The request
Locate every line of the material that contains the word "window" and copy each such line. Matching is case-sensitive.

Source data
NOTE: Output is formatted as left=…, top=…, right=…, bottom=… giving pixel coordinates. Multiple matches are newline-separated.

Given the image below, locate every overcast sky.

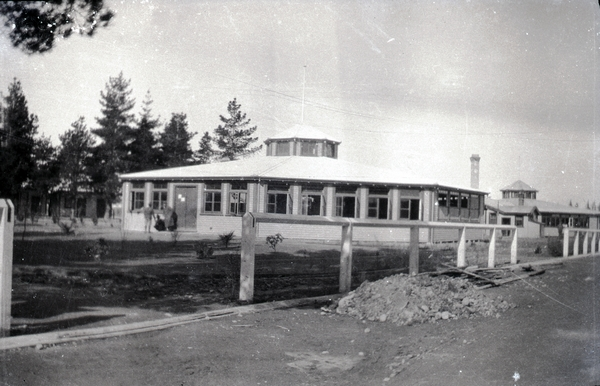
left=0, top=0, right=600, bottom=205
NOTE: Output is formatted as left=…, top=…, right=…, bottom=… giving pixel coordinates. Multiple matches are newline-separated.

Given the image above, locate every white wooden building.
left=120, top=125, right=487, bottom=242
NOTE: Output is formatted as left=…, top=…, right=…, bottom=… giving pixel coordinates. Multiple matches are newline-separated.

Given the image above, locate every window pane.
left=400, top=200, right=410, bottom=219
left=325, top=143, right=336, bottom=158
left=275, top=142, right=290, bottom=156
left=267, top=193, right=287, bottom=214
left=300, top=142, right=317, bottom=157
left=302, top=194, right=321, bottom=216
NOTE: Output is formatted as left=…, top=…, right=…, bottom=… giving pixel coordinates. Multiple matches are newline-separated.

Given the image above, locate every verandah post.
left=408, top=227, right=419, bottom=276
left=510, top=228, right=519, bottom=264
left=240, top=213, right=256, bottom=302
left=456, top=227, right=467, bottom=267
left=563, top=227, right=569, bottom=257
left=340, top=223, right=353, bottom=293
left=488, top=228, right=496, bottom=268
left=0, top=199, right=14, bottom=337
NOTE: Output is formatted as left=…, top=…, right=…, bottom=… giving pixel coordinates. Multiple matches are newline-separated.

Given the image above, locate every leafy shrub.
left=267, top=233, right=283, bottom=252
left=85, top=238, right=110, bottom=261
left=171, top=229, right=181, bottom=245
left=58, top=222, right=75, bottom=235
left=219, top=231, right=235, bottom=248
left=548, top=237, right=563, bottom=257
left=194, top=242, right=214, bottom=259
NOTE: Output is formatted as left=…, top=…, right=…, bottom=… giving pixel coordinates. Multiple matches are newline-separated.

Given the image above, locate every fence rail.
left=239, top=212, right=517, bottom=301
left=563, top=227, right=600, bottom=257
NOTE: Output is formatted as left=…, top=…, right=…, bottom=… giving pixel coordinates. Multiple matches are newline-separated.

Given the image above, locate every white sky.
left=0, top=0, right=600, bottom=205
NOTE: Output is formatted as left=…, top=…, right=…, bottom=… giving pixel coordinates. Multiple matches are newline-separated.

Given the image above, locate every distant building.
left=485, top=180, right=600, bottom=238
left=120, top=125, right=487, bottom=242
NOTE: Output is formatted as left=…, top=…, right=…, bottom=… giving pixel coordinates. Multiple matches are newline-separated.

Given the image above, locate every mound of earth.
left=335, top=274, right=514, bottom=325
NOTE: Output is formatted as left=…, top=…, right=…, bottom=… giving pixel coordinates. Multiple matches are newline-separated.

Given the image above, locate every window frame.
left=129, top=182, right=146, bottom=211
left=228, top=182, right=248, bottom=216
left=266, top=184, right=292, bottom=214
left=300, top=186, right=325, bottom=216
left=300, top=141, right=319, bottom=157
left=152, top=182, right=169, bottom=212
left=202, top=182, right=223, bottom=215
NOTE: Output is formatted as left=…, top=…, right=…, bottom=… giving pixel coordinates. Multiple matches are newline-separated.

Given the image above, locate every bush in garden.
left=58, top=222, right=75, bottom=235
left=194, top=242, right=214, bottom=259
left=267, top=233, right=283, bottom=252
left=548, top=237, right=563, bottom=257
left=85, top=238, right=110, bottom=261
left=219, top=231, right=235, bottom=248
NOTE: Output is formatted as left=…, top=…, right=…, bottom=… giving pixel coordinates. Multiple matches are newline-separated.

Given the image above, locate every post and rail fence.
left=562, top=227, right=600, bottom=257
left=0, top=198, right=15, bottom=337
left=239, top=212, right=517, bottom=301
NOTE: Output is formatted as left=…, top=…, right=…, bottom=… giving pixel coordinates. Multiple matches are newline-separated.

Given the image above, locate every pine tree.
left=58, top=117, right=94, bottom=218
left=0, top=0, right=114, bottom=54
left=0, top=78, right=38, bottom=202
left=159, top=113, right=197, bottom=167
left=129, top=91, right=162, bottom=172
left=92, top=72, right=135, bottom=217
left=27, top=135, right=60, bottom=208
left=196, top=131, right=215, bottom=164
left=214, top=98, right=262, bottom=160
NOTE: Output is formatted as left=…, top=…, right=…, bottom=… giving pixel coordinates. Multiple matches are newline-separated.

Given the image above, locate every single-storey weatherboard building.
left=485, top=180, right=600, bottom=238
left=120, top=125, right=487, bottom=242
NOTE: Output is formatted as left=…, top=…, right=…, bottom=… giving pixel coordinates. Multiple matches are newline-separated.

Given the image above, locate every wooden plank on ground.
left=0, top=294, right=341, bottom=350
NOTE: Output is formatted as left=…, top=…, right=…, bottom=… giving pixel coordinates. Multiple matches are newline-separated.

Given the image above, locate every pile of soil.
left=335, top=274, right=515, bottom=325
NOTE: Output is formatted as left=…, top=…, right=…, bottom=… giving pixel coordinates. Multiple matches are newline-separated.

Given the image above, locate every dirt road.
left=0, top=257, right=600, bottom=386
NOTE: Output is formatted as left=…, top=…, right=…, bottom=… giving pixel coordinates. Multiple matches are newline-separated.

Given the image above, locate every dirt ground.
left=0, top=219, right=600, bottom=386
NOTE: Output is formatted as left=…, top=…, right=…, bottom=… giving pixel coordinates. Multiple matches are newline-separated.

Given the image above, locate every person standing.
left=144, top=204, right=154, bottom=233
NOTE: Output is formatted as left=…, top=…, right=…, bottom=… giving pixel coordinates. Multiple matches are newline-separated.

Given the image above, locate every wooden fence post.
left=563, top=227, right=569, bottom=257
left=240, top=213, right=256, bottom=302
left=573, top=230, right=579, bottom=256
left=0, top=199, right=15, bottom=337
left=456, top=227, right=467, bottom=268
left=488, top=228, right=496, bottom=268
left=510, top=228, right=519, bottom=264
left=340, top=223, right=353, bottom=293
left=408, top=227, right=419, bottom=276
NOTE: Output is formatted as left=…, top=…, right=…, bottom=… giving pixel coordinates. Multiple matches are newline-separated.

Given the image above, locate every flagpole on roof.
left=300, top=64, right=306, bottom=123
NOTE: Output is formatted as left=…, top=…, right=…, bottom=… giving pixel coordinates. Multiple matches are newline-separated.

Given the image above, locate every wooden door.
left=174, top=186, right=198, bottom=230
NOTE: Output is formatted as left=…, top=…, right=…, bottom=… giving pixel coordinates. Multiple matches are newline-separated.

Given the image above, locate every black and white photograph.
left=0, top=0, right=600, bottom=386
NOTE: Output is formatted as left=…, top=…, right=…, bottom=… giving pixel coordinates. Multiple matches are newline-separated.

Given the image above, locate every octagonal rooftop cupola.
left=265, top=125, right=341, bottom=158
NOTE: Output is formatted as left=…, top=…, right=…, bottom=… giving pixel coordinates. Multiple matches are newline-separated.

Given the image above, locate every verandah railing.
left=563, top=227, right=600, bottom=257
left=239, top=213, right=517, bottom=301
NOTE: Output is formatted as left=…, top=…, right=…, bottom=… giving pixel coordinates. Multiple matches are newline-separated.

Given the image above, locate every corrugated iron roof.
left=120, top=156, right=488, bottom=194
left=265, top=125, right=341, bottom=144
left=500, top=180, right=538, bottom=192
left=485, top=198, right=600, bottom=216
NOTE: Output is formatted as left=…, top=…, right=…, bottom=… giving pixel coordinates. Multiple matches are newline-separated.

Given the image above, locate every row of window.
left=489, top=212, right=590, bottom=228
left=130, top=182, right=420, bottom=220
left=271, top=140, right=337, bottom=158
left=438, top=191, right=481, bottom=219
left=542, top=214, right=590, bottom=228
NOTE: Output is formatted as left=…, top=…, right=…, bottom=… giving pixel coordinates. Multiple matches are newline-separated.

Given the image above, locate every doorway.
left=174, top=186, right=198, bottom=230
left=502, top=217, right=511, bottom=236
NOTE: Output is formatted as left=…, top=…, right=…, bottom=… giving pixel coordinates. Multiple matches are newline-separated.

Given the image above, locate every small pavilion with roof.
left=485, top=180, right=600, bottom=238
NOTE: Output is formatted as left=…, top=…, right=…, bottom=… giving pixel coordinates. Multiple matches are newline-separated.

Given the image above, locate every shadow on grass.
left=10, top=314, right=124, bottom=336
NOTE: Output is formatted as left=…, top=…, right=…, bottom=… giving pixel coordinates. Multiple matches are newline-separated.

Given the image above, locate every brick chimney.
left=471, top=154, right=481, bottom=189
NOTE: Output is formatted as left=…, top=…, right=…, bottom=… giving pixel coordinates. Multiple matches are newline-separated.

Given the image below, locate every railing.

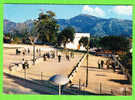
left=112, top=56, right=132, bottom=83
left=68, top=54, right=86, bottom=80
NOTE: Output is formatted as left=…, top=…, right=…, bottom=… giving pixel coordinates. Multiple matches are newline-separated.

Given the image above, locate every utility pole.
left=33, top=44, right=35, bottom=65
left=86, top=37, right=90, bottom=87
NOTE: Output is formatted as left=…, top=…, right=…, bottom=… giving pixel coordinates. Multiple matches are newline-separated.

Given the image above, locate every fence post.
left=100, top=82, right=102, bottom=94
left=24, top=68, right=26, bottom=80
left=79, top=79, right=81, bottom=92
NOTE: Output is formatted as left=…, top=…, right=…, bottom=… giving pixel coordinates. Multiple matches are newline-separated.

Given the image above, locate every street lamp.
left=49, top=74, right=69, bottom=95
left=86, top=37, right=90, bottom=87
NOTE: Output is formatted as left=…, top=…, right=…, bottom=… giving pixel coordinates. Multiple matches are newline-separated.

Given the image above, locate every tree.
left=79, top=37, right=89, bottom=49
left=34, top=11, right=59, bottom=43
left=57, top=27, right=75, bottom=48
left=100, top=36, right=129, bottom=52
* * *
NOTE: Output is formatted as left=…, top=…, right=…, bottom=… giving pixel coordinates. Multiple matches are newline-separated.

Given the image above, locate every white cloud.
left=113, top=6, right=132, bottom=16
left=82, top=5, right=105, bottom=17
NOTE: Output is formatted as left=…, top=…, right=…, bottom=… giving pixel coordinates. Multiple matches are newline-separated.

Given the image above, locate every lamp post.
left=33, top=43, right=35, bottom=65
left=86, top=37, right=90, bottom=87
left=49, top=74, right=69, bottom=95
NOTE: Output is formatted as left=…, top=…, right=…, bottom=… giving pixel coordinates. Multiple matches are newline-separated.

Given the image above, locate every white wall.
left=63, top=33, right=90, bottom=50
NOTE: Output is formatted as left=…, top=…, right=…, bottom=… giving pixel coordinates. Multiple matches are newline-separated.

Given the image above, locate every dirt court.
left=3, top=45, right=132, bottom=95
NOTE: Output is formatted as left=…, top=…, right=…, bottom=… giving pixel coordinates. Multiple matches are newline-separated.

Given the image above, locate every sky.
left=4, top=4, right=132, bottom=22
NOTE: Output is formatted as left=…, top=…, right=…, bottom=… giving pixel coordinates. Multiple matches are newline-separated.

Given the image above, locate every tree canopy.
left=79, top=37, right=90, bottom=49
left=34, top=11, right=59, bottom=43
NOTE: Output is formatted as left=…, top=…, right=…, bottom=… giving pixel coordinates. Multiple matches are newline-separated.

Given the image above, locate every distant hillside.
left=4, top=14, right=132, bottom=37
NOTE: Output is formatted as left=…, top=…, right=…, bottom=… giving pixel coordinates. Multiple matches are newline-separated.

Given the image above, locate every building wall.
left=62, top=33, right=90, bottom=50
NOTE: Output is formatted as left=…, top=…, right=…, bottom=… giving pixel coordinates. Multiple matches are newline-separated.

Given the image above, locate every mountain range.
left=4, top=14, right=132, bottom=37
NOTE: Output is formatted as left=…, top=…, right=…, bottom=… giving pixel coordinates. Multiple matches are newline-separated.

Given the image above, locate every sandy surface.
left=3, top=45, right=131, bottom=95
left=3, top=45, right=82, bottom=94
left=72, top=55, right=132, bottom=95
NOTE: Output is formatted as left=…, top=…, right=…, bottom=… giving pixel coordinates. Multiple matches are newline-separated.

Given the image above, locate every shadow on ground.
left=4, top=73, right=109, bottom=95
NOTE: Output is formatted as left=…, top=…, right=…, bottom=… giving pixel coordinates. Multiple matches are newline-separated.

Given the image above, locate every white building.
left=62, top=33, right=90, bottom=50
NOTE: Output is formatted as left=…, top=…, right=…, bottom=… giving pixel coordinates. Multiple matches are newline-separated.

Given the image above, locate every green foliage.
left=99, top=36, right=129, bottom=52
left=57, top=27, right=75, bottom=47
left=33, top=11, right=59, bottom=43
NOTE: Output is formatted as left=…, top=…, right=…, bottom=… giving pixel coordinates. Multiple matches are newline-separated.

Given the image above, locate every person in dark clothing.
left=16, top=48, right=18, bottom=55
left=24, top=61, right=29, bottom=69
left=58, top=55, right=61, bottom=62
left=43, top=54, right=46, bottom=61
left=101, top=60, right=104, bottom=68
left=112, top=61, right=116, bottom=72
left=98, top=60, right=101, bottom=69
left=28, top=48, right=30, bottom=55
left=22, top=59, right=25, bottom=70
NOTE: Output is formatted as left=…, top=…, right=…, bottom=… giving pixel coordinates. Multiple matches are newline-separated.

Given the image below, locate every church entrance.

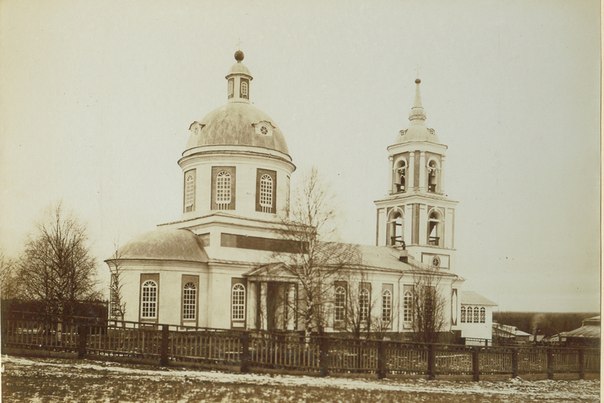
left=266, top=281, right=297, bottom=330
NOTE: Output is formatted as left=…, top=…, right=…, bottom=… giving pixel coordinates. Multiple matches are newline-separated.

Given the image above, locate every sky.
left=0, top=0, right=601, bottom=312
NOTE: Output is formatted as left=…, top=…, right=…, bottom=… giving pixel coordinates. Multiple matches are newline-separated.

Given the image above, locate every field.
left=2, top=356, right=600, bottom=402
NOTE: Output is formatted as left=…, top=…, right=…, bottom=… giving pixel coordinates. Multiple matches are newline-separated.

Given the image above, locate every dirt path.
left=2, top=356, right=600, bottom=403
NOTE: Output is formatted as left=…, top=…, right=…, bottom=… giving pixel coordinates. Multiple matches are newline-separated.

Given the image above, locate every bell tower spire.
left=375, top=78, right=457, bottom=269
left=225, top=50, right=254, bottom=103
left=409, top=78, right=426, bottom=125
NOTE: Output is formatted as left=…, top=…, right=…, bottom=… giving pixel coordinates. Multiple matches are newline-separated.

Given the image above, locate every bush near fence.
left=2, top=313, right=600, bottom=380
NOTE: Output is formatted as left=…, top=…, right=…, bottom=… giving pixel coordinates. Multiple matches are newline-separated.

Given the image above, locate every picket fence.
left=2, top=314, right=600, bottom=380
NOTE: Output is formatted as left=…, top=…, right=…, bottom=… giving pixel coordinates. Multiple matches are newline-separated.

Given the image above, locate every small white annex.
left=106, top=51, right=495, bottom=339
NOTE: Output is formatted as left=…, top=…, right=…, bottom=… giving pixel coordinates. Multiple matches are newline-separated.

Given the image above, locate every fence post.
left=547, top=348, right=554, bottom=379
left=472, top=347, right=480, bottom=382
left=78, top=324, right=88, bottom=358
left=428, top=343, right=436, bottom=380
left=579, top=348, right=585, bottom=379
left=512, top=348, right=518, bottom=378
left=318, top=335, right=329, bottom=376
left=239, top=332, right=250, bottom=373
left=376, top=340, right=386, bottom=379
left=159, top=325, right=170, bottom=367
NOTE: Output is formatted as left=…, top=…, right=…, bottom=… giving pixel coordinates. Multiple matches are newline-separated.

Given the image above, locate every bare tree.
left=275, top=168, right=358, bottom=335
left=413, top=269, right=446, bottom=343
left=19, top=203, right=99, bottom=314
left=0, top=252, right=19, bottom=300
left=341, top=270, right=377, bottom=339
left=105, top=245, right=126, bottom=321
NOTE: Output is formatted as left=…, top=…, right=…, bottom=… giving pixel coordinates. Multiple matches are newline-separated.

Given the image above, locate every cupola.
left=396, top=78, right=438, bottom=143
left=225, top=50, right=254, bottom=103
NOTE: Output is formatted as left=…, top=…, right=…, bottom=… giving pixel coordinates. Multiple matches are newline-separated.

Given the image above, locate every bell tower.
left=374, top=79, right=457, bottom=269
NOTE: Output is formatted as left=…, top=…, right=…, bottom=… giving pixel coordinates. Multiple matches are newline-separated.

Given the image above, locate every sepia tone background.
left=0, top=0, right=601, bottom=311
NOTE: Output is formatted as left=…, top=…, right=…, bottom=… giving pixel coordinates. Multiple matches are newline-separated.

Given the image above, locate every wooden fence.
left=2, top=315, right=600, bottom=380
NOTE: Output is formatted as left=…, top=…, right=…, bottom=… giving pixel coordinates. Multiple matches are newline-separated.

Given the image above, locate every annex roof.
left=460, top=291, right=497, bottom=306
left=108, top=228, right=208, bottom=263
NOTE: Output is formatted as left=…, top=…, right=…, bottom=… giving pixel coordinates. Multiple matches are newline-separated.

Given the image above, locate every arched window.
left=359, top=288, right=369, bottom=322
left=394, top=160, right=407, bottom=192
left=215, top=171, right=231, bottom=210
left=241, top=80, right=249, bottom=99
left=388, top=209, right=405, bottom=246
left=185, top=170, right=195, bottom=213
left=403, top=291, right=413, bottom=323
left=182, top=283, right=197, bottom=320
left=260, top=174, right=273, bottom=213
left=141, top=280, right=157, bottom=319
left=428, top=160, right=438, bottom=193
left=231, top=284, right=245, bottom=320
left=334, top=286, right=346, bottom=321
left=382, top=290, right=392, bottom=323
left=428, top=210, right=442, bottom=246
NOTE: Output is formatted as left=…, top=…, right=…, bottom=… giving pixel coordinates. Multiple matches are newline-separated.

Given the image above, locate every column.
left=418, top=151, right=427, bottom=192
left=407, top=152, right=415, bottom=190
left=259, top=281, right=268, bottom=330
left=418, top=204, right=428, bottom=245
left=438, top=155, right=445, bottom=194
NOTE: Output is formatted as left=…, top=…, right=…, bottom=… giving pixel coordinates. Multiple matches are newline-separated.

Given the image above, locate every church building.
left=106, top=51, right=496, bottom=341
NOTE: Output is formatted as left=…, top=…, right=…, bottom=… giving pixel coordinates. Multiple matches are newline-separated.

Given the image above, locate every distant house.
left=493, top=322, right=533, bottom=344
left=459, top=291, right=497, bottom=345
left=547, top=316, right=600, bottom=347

Exercise result
Given the image above, locate every window pane.
Given the image above, locate every window frame.
Given the image above, locate every row of window.
Given the image above, locate every arched window.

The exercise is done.